■ **Exercise instructions**
Can you reproduce every line of the material below with nothing altered?

— BEGIN Data for this task —

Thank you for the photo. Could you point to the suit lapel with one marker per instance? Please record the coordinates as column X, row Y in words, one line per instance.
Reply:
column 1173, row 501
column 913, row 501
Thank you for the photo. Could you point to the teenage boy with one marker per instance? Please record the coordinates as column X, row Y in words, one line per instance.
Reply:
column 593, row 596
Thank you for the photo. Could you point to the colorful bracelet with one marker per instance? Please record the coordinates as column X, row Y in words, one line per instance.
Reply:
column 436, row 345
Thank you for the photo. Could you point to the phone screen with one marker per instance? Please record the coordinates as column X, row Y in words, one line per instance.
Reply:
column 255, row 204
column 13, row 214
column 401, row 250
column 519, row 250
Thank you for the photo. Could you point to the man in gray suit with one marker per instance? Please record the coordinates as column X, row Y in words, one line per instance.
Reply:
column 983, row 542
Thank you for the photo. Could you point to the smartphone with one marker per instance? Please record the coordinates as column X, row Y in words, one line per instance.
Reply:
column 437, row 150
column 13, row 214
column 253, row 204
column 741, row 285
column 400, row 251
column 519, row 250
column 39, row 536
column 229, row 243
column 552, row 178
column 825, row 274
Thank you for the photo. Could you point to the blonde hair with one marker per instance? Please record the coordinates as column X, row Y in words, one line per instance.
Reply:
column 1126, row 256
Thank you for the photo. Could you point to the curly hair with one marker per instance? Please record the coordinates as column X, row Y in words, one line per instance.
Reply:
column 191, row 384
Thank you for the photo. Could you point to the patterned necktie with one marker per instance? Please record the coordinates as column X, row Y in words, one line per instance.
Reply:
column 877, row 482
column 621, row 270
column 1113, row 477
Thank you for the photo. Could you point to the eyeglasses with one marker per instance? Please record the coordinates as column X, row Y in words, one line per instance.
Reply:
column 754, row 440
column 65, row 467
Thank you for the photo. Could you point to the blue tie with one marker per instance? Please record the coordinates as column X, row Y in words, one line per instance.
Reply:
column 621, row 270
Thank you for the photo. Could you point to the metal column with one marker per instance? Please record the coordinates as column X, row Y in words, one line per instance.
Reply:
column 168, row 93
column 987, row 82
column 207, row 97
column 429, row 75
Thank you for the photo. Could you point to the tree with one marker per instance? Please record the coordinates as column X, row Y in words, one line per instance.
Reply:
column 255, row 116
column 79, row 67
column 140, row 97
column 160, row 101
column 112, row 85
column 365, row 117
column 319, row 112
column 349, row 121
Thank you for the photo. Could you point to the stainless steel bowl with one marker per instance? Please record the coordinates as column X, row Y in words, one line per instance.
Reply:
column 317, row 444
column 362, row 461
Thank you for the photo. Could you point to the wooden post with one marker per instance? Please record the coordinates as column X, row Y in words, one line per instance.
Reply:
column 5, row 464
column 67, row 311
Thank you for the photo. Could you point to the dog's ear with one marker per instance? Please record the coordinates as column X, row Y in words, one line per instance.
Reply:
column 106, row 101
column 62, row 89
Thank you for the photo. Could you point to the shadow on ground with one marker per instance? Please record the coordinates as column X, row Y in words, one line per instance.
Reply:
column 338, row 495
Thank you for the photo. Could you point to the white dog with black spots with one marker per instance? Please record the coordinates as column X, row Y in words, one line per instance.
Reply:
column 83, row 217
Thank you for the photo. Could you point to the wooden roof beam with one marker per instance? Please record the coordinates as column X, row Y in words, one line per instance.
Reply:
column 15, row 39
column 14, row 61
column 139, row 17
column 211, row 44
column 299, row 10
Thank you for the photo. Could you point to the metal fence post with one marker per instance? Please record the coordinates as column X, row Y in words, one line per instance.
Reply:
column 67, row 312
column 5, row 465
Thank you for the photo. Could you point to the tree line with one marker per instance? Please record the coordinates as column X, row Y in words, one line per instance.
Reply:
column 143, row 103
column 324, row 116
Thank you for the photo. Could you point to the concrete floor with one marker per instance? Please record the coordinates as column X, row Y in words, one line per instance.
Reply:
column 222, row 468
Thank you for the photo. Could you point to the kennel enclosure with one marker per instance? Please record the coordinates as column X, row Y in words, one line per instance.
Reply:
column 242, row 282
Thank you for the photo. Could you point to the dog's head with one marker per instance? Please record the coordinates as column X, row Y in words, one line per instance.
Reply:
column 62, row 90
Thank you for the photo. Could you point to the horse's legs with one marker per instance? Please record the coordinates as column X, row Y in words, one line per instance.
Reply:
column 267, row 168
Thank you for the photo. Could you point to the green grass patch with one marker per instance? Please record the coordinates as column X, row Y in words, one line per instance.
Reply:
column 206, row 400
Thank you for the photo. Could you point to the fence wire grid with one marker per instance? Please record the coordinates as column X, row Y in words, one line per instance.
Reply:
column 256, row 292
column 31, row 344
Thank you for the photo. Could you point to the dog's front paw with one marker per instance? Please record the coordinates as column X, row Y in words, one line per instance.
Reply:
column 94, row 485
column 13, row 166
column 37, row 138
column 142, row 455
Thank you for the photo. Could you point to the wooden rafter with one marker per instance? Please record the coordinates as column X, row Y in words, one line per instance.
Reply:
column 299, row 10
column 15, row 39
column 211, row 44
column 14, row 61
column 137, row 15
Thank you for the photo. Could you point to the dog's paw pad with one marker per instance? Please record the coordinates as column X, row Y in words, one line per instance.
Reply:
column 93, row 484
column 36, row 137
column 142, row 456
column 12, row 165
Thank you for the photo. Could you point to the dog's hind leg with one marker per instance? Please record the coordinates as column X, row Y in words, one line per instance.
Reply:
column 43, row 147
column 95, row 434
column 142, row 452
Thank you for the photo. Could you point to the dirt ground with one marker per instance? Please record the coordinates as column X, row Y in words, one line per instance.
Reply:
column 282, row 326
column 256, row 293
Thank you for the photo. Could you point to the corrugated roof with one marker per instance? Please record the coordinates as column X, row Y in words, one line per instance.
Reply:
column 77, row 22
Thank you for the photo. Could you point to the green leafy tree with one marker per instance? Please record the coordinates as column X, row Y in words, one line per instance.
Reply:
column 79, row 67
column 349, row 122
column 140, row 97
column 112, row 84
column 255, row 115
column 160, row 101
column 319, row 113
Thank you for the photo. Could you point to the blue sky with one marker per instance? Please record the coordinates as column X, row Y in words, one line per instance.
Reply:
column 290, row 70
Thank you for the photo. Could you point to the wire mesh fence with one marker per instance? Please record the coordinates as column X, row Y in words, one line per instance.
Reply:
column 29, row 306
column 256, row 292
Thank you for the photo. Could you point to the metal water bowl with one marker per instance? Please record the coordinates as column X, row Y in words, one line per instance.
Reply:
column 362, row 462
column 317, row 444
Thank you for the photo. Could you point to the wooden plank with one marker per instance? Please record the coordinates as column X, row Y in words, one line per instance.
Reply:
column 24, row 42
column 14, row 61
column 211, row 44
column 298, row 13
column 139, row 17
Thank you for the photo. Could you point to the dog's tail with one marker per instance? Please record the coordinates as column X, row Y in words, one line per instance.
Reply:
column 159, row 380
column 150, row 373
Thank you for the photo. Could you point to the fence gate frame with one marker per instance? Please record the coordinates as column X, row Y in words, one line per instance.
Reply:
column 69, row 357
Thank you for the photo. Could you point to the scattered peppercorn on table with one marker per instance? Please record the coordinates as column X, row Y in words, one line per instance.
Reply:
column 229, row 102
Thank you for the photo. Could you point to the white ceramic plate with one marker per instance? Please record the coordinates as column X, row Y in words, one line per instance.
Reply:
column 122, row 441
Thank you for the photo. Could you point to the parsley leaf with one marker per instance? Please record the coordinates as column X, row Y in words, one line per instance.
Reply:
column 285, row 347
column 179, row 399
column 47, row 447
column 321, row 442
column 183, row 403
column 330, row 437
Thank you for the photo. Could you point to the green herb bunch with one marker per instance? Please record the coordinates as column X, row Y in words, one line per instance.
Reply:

— END Data for this task —

■ **Finished task**
Thank you for the photo. Could you point to the suit lapel with one marker per instance? Please record the coordinates as column X, row Y in words, one line per instance.
Reply:
column 1173, row 501
column 913, row 501
Thank you for the photo. Could you point to the teenage boy with one marker per instance? Please record the coordinates as column X, row Y in words, one line per instance.
Reply:
column 593, row 596
Thank you for the photo. Could you point to the colorful bracelet with one marker per instance? Please record the coordinates as column X, row Y in words, one line per instance.
Reply:
column 436, row 345
Thank you for the photo. Could you point to the phone screen with one marker per instance? Please record the coordinates as column X, row Y in words, one line per instance.
Reply:
column 255, row 204
column 13, row 214
column 401, row 250
column 519, row 250
Thank you for the photo. Could you point to the man in gray suit with one marker per instance? Please record the coordinates as column X, row Y in words, one line per instance.
Reply:
column 983, row 542
Thank you for the photo. Could you point to the smartphone with one marker per instance? Please record the coordinates as column X, row Y in words, one line per instance.
Reply:
column 437, row 150
column 13, row 214
column 253, row 204
column 741, row 285
column 400, row 251
column 519, row 250
column 39, row 536
column 229, row 243
column 552, row 178
column 825, row 274
Thank you for the photo. Could you point to the blonde hair with one marker per instance? Please record the coordinates as column X, row Y in words, one line per instance.
Reply:
column 1126, row 256
Thank you for the photo. Could you point to the curly hair with one marker per instance? Please record the coordinates as column X, row Y in words, one line per instance.
Reply:
column 191, row 384
Thank you for the photo. Could you point to the patterned necktie with one marker per instance? Please record the coordinates as column X, row Y in words, one line per instance.
Reply:
column 877, row 482
column 621, row 270
column 1113, row 477
Thank you for the photo. Could you point to the eyeglasses with one marker per instance? Please record the coordinates as column X, row Y in words, one line per instance.
Reply:
column 754, row 440
column 65, row 467
Thank you for the photo. Could you point to the blue tie with one marker per instance? Please record the coordinates as column X, row Y in words, one line per instance.
Reply:
column 621, row 270
Thank you for the photo. Could you point to the metal column with one marker per instance? Please record the coordinates as column X, row Y in words, one line per instance.
Reply:
column 168, row 93
column 987, row 82
column 207, row 97
column 429, row 75
Thank you for the photo. Could you point to the tree with one marker per instance? Please record the coordinates as column X, row Y in words, one line per instance.
Reply:
column 255, row 116
column 79, row 67
column 140, row 97
column 160, row 101
column 112, row 85
column 365, row 117
column 319, row 112
column 349, row 121
Thank you for the photo. Could you point to the stainless steel bowl with one marker per instance? Please record the coordinates as column X, row Y in words, one line per instance.
Reply:
column 317, row 444
column 362, row 461
Thank you for the photo. Could you point to the wooden post with one marker per instance? Please record the coordinates as column X, row Y in words, one line per instance.
Reply:
column 5, row 464
column 67, row 311
Thank you for the photo. Could you point to the dog's ear with one marker per instance? Please record the coordinates as column X, row Y in words, one line per instance.
Reply:
column 106, row 101
column 62, row 89
Thank you for the photo. Could you point to the shadow on ground with one marker per instance? Please record the coordinates as column X, row Y in words, one line per instance.
Reply:
column 338, row 495
Thank you for the photo. Could you point to the white dog with black spots with one marker per instance? Please record the coordinates as column X, row Y in words, one line per instance.
Reply:
column 83, row 217
Thank you for the photo. Could you point to the wooden roof beam with one marker per instance? Please record the coordinates as column X, row Y in words, one line per instance.
Reply:
column 15, row 39
column 14, row 61
column 139, row 17
column 211, row 44
column 299, row 10
Thank you for the photo. Could you point to the metal fence post with one marker per instance? Please record the coordinates as column X, row Y in words, one line per instance.
Reply:
column 67, row 312
column 5, row 465
Thank you for the photo. Could you point to the tree line with one marker per instance? Please record the coordinates as column X, row Y in words, one line per instance.
Reply:
column 143, row 103
column 324, row 116
Thank you for the photo. Could you point to the concrete floor with one marker per instance? Please record the coordinates as column X, row Y in words, one line per instance.
Reply:
column 222, row 468
Thank you for the photo. Could you point to the kennel enclosure with one marker per instance? Please record the coordinates as column X, row Y in words, one line per instance.
Reply:
column 242, row 282
Thank you for the photo. Could you point to the dog's head with one marker per instance? Please record the coordinates as column X, row Y in words, one line per instance.
Reply:
column 62, row 90
Thank you for the photo. Could you point to the horse's legs with one marker per instance? Please record the coordinates as column X, row Y in words, one line per instance.
Reply:
column 267, row 168
Thank you for the photo. Could you point to the green grass patch with one marker per instance? Please record the coordinates as column X, row Y in words, one line per instance.
Reply:
column 206, row 400
Thank you for the photo. Could you point to the fence wire grid with one marker per instance? Please record the coordinates as column X, row Y in words, one line per instance.
Reply:
column 256, row 292
column 31, row 344
Thank you for the photo. Could you point to the dog's front paw with one marker per instance? Please record the coordinates as column X, row Y in words, one line per instance.
Reply:
column 94, row 485
column 13, row 166
column 37, row 138
column 142, row 455
Thank you for the photo. Could you point to the wooden rafter with one marker per instance? Please record the coordinates as column X, row Y in words, one line per instance.
Reply:
column 299, row 10
column 15, row 39
column 211, row 44
column 14, row 61
column 137, row 15
Thank you for the photo. Could you point to the dog's paw pad with one marker per instance? Please record the coordinates as column X, row Y in words, one line per instance.
Reply:
column 93, row 484
column 36, row 137
column 142, row 456
column 12, row 165
Thank you for the photo. Could you point to the dog's hind leg with one marker per instance? Please record the coordinates as column X, row Y in words, one line per instance.
Reply:
column 43, row 147
column 95, row 434
column 142, row 452
Thank you for the photo. Could you point to the dirt ground with one marker per instance? Please record the coordinates as column X, row Y in words, one line per instance.
Reply:
column 282, row 326
column 256, row 293
Thank you for the photo. Could you point to the corrugated roof with one marker per instance? Please record the coordinates as column X, row Y in words, one line per instance.
Reply:
column 77, row 22
Thank you for the photo. Could you point to the green leafy tree with one marker per instance? Please record the coordinates as column X, row Y in words, one line per instance.
Reply:
column 79, row 67
column 349, row 122
column 140, row 97
column 112, row 84
column 255, row 115
column 160, row 101
column 319, row 113
Thank you for the photo. Could you point to the blue sky with one marker per instance? Please record the coordinates as column X, row Y in words, one line per instance.
Reply:
column 290, row 70
Thank you for the photo. Could you point to the wire mesh fence with one marker per instance? Please record the coordinates as column X, row Y in words, one line per instance.
Reply:
column 29, row 306
column 256, row 292
Thank you for the photo. Could you point to the metal water bowl with one marker per instance? Please record the coordinates as column X, row Y in words, one line per instance.
Reply:
column 362, row 462
column 317, row 444
Thank you for the photo. Could you point to the wooden plank with one marker per instance? Please record the coordinates as column X, row Y in words, one line per instance.
Reply:
column 24, row 42
column 14, row 61
column 211, row 44
column 298, row 13
column 139, row 17
Thank you for the photo. Could you point to the dog's tail with one marker per instance? Please record the coordinates as column X, row Y in words, one line per instance.
Reply:
column 159, row 380
column 150, row 373
Thank you for the photo. Could you point to the fence gate frame with one marker per instance? Please record the coordinates as column X, row Y in words, one line per instance.
Reply:
column 69, row 357
Thank you for the photo. Could you point to the scattered peppercorn on table with one marker per instance? Please record the coordinates as column X, row Y in words, one line per instance.
Reply:
column 229, row 102
Thank you for the photo. Could you point to the white ceramic plate with one marker per instance? Please record the coordinates as column X, row Y in words, one line per instance.
Reply:
column 122, row 441
Thank you for the photo. Could you point to the parsley leaf with one marker per instance? Please record the coordinates as column X, row Y in words, one line per instance.
Reply:
column 285, row 347
column 179, row 399
column 47, row 447
column 321, row 442
column 183, row 403
column 330, row 437
Thank you for the photo. Could you point to the green herb bunch with one marker per instance? Please record the coordinates as column X, row Y in words, one line per instance.
Reply:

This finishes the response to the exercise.